TEXTE EXTRAIT
↓

J’ai composé Bâtonnage alors même que j’intensifiais ma réflexion déjà un peu ancienne sur les transformations de l’espace public liées à la mutation numérique. Malgré sa forme littéraire et/ou artistique, ce livre peut aussi se lire comme une contribution critique de ces transformations, critique au sens des sciences sociales. Il participe à mes yeux pleinement d’un mouvement protéiforme, scientifique et artistique, qui s’est donné pour nom : archéologie des médias. Il est le produit d’une personne qui, comme beaucoup désormais, voit une grande partie du monde à travers le prisme du flux qu’est sa timelime Twitter. Il est devenu banal et néanmoins vrai de remarquer combien le monde s’est aplati du fait de ces technologies dont l’un de effets les plus remarquables consiste en un savant arasement des saillances. La hiérarchie de l’information, pierre angulaire du journalisme de qualité, en a pris pour son grade, le nivellement est général. Bâtonner, c’était donc aussi disposer des bâtons dans cet espèce d’espace, enfoncer des bâtons comme autant de coins. D’où le recours formel à la colonne, figure géométrique élémentaire de la presse écrite, pour composer les textes, les mettre en forme comme, à Libé, j’avais pris l’habitude « d’écrire dans la forme », c’est-à-dire dans les espaces délimités par la maquette tels qu’ils apparaissent sur l’écran, masque de saisie d’un monde bientôt bon à tirer. La forme que j’ai le plus pratiquée durant ces trois ans à Libération étant celle de la simple colonne d’éditorial.

Parmi les grands aînés cités dans le livre, puisquaucun genre, même le plus singulier, ne naît ex nihilo, Mallarmé et son « universel reportage ». Jai aussi pensé à Apollinaire, aux premiers vers de Zone (Alcools) :
« 
Tu lis les prospectus les catalogues les affiches qui chantent tout haut
Voilà la poésie ce matin et pour la prose il y a les journaux »

↑

CONSIGNE A
Selon le texte extrait, quel nom s'est donné le mouvement scientifique et artistique auquel le livre participe ?
Le texte et les enregistrements sont indépendants l'un de l'autre.

(Lignes d'un jeu de données de pointage d'objets)

↓

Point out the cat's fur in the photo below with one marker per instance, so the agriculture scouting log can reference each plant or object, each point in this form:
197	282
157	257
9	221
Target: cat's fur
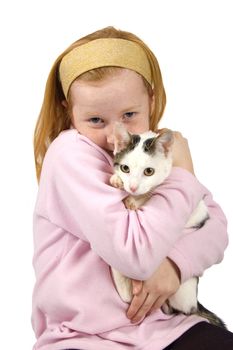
141	163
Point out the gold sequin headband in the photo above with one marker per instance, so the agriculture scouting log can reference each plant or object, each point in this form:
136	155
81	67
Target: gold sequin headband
101	53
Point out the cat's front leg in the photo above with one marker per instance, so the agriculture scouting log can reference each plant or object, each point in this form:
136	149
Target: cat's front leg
135	202
116	181
185	299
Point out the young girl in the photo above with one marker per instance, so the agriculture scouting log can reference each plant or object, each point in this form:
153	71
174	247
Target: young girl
81	226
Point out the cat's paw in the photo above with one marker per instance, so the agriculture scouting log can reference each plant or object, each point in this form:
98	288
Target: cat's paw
116	181
131	203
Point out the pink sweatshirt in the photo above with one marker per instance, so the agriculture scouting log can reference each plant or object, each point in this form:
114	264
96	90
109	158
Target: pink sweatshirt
81	227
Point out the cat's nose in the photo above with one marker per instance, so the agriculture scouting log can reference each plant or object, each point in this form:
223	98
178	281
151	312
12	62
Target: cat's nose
133	188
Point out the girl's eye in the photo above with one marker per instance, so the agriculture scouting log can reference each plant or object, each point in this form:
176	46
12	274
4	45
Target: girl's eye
149	171
124	168
129	115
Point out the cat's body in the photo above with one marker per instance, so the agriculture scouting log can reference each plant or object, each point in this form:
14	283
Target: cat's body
141	163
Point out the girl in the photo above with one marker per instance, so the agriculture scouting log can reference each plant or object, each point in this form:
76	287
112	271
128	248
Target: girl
81	226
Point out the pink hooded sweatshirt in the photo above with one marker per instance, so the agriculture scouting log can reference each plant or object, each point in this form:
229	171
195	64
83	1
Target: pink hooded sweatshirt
81	226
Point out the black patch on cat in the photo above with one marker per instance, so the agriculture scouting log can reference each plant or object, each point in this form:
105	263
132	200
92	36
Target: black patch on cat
134	141
149	145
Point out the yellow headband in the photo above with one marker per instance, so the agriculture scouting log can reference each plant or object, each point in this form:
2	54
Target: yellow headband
102	53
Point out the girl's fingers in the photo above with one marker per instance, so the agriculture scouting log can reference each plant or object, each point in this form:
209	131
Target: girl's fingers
157	304
136	286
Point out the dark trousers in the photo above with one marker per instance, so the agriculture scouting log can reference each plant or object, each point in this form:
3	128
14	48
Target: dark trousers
203	336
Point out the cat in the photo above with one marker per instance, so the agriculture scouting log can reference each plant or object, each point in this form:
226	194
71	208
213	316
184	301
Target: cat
142	162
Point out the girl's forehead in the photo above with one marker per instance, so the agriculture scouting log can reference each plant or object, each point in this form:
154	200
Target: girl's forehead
127	84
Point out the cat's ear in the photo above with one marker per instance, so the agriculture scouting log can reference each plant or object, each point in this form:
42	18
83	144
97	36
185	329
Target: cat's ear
165	140
121	137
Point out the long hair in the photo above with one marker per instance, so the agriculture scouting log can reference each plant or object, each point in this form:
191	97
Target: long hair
54	117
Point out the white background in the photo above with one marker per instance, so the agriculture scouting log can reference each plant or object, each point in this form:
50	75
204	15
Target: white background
193	43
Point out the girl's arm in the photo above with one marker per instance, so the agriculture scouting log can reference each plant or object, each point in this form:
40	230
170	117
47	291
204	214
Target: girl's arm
193	253
197	250
75	194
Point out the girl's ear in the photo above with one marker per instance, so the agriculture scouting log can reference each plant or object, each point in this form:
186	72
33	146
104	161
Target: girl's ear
121	137
152	102
64	103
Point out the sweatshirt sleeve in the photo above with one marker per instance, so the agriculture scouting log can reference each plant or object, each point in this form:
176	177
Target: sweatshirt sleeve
75	194
199	249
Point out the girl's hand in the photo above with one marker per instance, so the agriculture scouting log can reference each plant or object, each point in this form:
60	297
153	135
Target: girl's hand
151	294
181	152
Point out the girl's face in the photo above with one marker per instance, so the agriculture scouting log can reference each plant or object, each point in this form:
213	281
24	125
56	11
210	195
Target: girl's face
96	106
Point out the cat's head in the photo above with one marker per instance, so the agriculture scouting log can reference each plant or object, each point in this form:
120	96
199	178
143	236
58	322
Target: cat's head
142	161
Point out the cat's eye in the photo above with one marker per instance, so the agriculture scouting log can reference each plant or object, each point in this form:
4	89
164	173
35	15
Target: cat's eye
124	168
149	171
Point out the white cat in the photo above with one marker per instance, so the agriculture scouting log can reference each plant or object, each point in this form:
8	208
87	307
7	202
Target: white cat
141	163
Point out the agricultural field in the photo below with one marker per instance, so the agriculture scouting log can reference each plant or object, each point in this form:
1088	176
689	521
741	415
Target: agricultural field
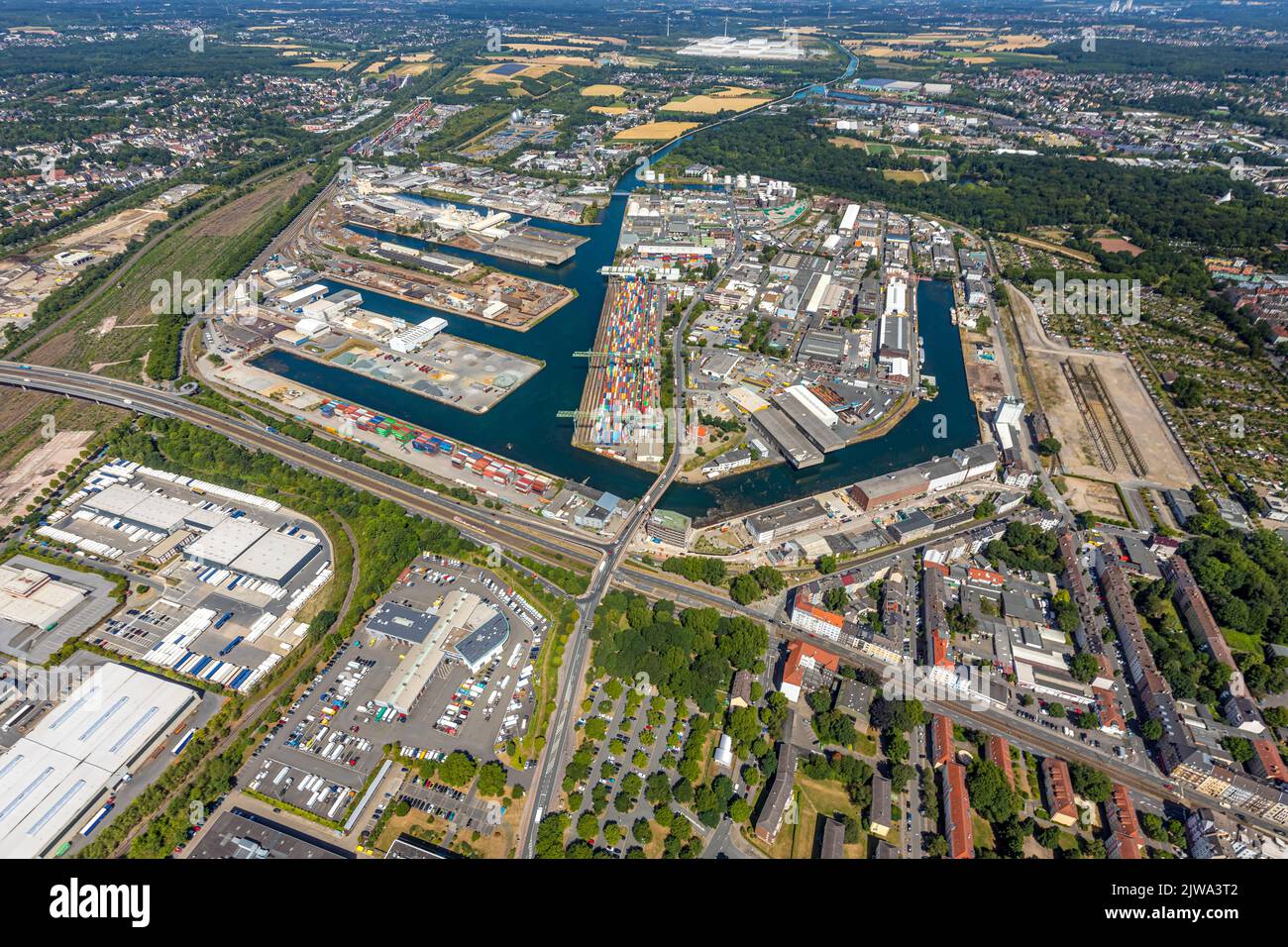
713	105
656	132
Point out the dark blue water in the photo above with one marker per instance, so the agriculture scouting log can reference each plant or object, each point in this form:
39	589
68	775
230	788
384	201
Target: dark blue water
524	427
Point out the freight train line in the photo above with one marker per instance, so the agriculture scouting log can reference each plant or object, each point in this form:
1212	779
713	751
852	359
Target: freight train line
420	501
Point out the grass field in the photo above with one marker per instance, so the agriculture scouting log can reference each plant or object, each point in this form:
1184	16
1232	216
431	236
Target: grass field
907	176
201	250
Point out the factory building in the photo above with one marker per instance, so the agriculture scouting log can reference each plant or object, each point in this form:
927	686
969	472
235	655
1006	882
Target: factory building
31	596
52	777
253	551
484	643
145	510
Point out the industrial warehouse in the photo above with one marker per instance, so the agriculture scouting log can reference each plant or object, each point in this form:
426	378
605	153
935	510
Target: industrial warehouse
81	749
462	626
237	570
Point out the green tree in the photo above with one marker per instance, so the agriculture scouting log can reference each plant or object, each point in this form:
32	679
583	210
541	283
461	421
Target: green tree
490	780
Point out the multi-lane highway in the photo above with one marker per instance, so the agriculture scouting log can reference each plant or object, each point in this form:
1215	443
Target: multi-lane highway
497	525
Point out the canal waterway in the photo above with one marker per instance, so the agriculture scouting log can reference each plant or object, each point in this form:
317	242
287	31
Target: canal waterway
524	428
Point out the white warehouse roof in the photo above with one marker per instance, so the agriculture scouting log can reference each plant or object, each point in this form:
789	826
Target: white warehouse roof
140	506
51	777
224	543
274	557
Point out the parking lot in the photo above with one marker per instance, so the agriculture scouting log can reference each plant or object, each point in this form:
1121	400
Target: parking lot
334	735
460	709
327	738
625	758
250	622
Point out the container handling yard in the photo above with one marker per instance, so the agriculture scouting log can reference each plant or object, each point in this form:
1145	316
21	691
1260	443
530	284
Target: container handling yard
621	411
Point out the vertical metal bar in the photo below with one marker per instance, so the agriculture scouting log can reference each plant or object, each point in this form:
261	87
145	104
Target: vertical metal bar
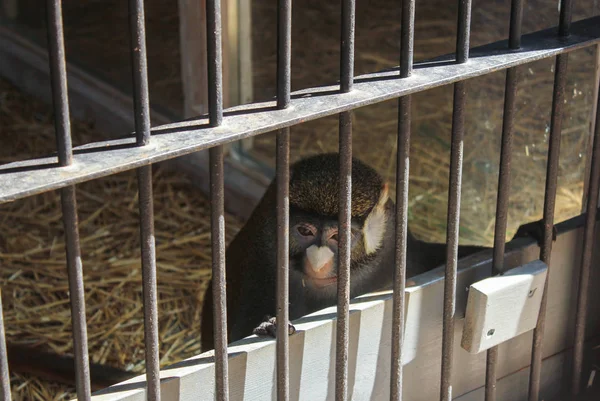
454	193
345	204
75	273
343	290
560	78
217	195
284	58
141	103
149	282
215	62
4	376
284	52
283	223
464	31
510	97
58	76
347	45
402	182
588	248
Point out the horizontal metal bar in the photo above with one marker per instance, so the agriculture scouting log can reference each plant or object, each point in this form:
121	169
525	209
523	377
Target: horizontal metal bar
30	177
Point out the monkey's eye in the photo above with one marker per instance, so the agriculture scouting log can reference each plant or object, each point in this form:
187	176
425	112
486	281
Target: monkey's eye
305	230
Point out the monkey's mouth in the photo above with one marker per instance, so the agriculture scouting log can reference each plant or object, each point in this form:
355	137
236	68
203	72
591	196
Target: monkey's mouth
320	282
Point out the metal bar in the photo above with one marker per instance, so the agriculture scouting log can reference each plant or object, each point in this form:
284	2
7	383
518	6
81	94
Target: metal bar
283	259
284	59
454	193
141	103
109	157
58	78
4	374
588	247
464	31
215	62
284	52
347	45
146	207
345	203
58	75
76	292
343	289
502	210
504	177
452	237
560	77
217	194
402	183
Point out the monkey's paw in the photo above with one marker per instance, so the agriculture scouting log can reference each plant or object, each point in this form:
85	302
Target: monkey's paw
269	328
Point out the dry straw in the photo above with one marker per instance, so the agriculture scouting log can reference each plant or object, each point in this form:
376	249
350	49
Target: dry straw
34	276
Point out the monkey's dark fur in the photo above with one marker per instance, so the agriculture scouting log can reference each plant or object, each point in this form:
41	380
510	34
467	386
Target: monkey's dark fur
314	189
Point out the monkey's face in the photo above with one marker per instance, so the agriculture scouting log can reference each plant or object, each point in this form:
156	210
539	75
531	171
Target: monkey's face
314	249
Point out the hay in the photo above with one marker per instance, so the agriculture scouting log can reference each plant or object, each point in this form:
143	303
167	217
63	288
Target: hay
96	35
315	61
34	276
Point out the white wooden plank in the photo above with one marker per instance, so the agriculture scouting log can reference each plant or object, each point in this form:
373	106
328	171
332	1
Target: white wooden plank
312	348
502	307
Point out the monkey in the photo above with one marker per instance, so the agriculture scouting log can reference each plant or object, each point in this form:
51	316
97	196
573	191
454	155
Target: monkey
313	248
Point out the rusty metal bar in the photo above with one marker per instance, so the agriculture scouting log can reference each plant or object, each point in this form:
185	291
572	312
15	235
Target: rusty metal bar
100	159
76	292
589	240
283	259
463	31
4	374
284	59
215	62
402	183
141	102
146	207
217	195
454	192
345	203
560	78
343	289
284	52
58	78
504	176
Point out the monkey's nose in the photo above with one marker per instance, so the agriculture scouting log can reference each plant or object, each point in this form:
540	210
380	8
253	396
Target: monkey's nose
319	257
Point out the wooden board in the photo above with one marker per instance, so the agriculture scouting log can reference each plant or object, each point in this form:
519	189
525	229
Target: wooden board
504	306
312	348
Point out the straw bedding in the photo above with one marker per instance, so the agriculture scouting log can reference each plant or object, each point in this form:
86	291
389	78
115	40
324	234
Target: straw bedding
34	277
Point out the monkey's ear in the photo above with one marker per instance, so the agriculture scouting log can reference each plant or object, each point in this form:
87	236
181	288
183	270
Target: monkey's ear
374	227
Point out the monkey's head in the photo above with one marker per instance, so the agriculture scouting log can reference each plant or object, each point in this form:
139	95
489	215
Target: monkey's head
314	208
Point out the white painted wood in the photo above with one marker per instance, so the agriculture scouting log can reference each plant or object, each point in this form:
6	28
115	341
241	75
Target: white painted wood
312	348
504	306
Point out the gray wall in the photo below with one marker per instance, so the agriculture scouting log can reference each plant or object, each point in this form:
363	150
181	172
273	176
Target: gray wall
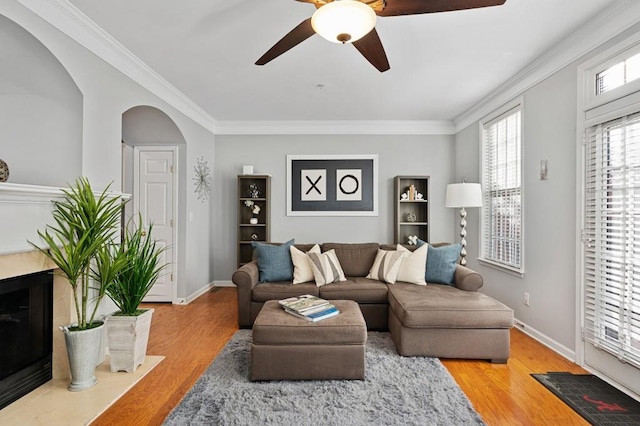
40	112
550	213
92	144
398	155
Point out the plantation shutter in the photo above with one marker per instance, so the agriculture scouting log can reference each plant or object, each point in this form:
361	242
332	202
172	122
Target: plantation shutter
612	237
502	203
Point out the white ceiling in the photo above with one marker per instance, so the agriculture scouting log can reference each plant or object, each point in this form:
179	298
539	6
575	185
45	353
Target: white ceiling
441	64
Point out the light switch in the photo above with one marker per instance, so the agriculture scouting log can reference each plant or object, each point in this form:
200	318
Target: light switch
543	170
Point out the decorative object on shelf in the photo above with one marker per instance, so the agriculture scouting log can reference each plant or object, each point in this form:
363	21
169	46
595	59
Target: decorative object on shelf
410	217
255	210
254	191
463	195
202	179
4	171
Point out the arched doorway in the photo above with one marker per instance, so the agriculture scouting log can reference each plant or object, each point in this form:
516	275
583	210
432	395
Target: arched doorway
151	153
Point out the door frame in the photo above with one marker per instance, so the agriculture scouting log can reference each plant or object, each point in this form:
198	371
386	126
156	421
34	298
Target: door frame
136	203
618	102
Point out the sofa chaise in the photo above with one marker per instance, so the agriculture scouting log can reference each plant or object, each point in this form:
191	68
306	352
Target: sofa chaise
439	320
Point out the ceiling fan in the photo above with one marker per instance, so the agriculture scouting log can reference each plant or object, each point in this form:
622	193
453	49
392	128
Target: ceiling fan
353	21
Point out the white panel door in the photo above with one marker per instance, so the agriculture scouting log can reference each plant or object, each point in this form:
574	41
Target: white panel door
154	196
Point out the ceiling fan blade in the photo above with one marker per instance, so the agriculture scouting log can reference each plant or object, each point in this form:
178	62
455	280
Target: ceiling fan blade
371	48
292	39
416	7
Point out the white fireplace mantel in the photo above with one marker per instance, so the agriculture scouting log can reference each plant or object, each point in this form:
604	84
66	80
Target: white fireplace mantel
25	209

↑

CONSIGNE B
Convertissez en liste numérotée les lignes des enregistrements, de celle qui contient « Point out the light » jusqu'à la fin des enregistrements, ces deux lignes incluses et sans les lignes vides.

RÉSULTAT DE L'EXERCICE A
Archéologie des médias.

RÉSULTAT DE L'EXERCICE B
1. Point out the light switch in the photo above with one marker per instance, so the agriculture scouting log can reference each plant or object, each point in this form:
2. 200	318
3. Target: light switch
4. 543	170
5. Point out the decorative object on shelf in the photo above with one marker per instance, so the agriculture scouting log can reference each plant or object, each point in this form:
6. 363	21
7. 169	46
8. 595	59
9. Target: decorative object on shelf
10. 410	217
11. 255	210
12. 254	191
13. 463	195
14. 202	179
15. 4	171
16. Point out the arched doorway in the photo above with one marker per instance, so the agriculture scouting log can reference each plant or object, each point in this form:
17. 516	275
18. 583	210
19. 432	395
20. Target: arched doorway
21. 151	153
22. Point out the door frame in the photo above with one marker per instance, so the agriculture scouting log can reference each plant or object, each point in this form:
23. 198	371
24. 386	126
25. 156	421
26. 34	298
27. Target: door frame
28. 136	203
29. 618	102
30. Point out the sofa chaise in the photo above with one marker per instance, so the agriculture scouting log can reference each plant or object, each point in this form:
31. 191	68
32. 306	352
33. Target: sofa chaise
34. 439	320
35. Point out the ceiling fan in the photo above with one marker per instance, so the agriculture scouting log can reference each plant or object, each point in this form:
36. 622	193
37. 453	49
38. 392	128
39. Target: ceiling fan
40. 353	21
41. Point out the white panel door in the photo above with one marker per instance, so the agriculture scouting log can reference each plant or object, each point in this form:
42. 574	41
43. Target: white panel door
44. 154	196
45. Point out the ceiling fan blade in the photo above with one marker per instance, so the agriculture scouting log can reference each plant or object, each point in this form:
46. 178	62
47. 455	280
48. Target: ceiling fan blade
49. 371	48
50. 292	39
51. 416	7
52. Point out the white fireplace mantel in the photo above with one marker per instance, so the agriculture scouting log can reference each plant or object, each point in this form:
53. 604	84
54. 66	80
55. Target: white fireplace mantel
56. 25	209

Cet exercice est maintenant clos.